AppSheetでは、ワークフロー機能はオートメーション機能に統合されました。新たなワークフローは作成できませんので、この記事は参考としてご覧ください。なお、既存のワークフローは自動的にオートメーション機能のボットに移行されています(2021年12月17日時点)。


AppSheetでは、ワークフロー機能をオートメーション機能に統合していくようです。ワークフロー画面上部に以下メッセージが表示されています。以下でご説明しますワークフローについては、近日中に新規作成ができなくなるとのことですので、ご注意ください(2021年4月17日時点)。



なお、ワークフローによらず、オートメーションのボットによる本機能の作成については、こちらの記事も是非ご覧ください。


【AppSheetで在庫管理】ワークフローを使わずオートメーションのボットで入出庫履歴を記録する

AppSheetで在庫管理アプリを作るシリーズ。オートメーション機能のボットを使って入出庫履歴の記録と残高ゼロ在庫の削除を同時に行うプロセスを構築します。

はじめに

在庫管理アプリで食料品のストックを管理し始めて数ヶ月。実際かなり便利です。忘れていた食材も出てくるし、スーパーでも買い漏れ、買いすぎがなくなっています。

> 提供データ:

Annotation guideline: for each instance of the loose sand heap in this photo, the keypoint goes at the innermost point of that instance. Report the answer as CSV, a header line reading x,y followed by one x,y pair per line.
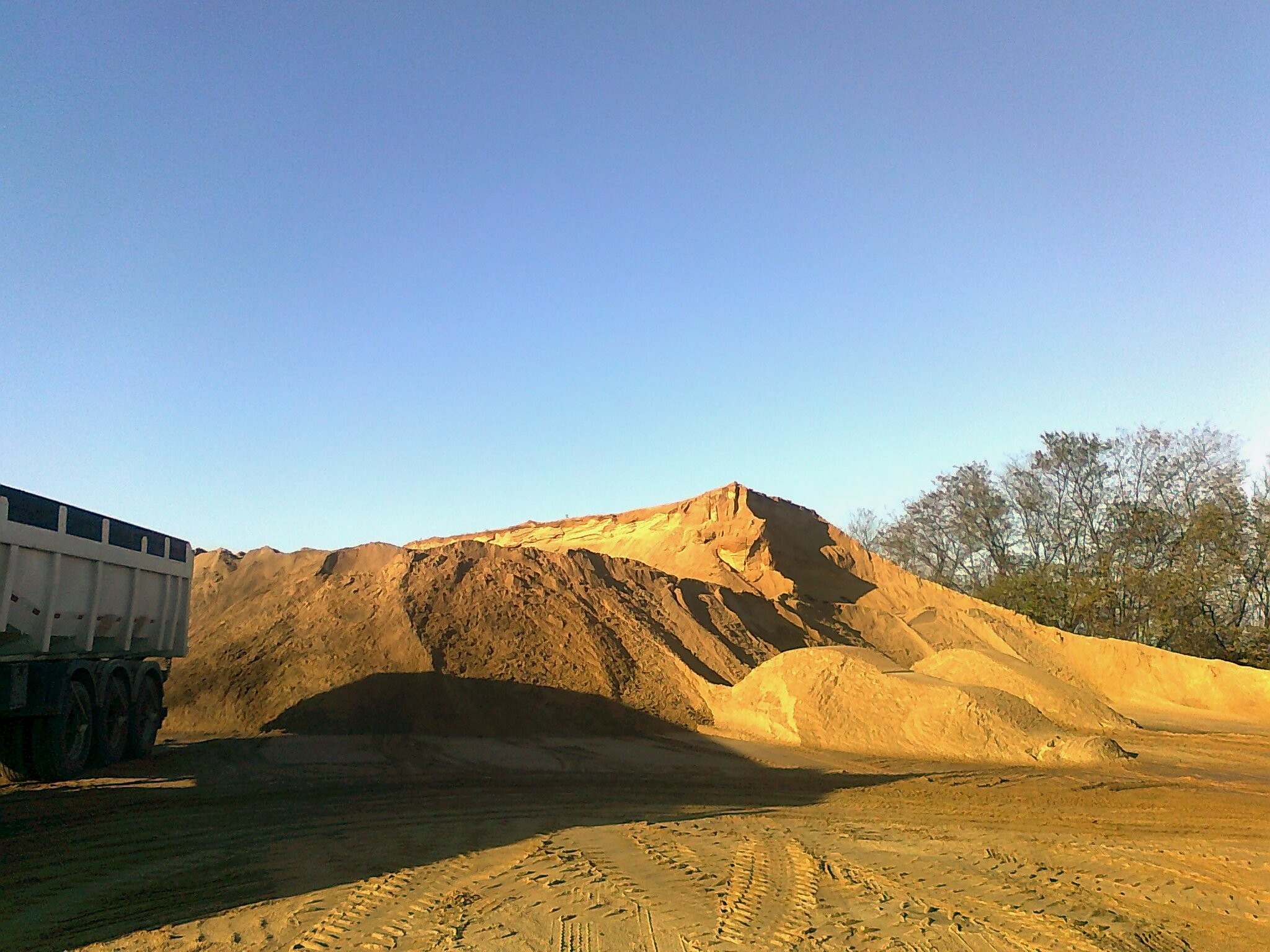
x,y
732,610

> 指示 1:
次の(a)〜(c)がそれぞれ提示文の内容と合っているかを「はい」か「いいえ」で答えてください。各判断の根拠となる提示文の語句をそのまま引用してください。
(a) 2021年12月17日時点で、既存のワークフローはオートメーション機能のボットに移行されている。
(b) 2021年12月17日時点でも、AppSheetで新たなワークフローを作成できる。
(c) 在庫管理アプリを使い始めてから、スーパーでの買い漏れや買いすぎがなくなった。
> 指示 2: 提示文の要点を二文でまとめてください。

> 解答 1:
(a) はい。「なお、既存のワークフローは自動的にオートメーション機能のボットに移行されています(2021年12月17日時点)」
(b) いいえ。「新たなワークフローは作成できませんので、この記事は参考としてご覧ください」
(c) はい。「スーパーでも買い漏れ、買いすぎがなくなっています」

> 解答 2: AppSheetではワークフロー機能がオートメーション機能に統合されたため、新たなワークフローは作成できず、既存のワークフローは自動的にボットに移行されています。あわせて、ワークフローを使わずにオートメーションのボットで入出庫履歴の記録と残高ゼロ在庫の削除を同時に行う記事も紹介されています。